> **WHAT IS NEEDED**: Below are the records; copy each line in which "Locate" can be found.

> **PROVIDED DATA**:
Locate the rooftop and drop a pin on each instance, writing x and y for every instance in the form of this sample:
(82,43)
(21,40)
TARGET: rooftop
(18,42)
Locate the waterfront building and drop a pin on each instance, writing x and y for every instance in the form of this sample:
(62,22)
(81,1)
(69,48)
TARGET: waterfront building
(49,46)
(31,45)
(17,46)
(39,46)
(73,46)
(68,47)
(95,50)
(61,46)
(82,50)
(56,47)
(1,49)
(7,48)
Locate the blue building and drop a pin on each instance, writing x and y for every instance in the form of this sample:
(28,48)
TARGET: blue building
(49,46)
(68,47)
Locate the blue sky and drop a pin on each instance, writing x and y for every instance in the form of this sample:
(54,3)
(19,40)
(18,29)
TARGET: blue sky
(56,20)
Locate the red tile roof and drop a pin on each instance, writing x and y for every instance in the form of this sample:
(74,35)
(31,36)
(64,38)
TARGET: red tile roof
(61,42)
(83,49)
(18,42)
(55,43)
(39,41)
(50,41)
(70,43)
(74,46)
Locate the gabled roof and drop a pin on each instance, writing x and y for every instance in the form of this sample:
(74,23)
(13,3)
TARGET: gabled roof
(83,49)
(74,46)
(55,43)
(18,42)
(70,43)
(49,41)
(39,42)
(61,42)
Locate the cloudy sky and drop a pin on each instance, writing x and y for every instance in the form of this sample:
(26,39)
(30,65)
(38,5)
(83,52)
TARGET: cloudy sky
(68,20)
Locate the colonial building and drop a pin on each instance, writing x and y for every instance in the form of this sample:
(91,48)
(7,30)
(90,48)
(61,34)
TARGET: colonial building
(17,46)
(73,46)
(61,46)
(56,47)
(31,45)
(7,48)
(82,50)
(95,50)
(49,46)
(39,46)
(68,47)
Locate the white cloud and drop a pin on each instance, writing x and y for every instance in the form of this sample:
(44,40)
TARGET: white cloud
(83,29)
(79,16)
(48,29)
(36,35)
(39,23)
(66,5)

> **ANSWER SPACE**:
Locate the rooftop and drop a pin on each instance, writing x and y for every instance in the form of this sample:
Locate the waterfront building and drop a pin on each instance, writing x and y for every instance in the form of this sample:
Locate the blue building and drop a pin on each instance, writing x and y for every instance in the form of this sample:
Locate the blue sky and drop a pin on each instance, writing x and y for every instance in the form of this sample:
Locate the red tile roof and drop a pin on each instance, writing x and y for every instance in the form of this sample:
Locate the gabled roof and drop a pin on each instance, writing x and y for every instance in the form of this sample:
Locate the cloudy sky and drop a pin on each instance, writing x and y for every instance in the form of this sample:
Locate the colonial building and drop a pin on each instance, writing x and y for every instance in the form of this sample:
Locate the white cloud and drop a pin on each instance, writing x and y for every instance in the form of this sample:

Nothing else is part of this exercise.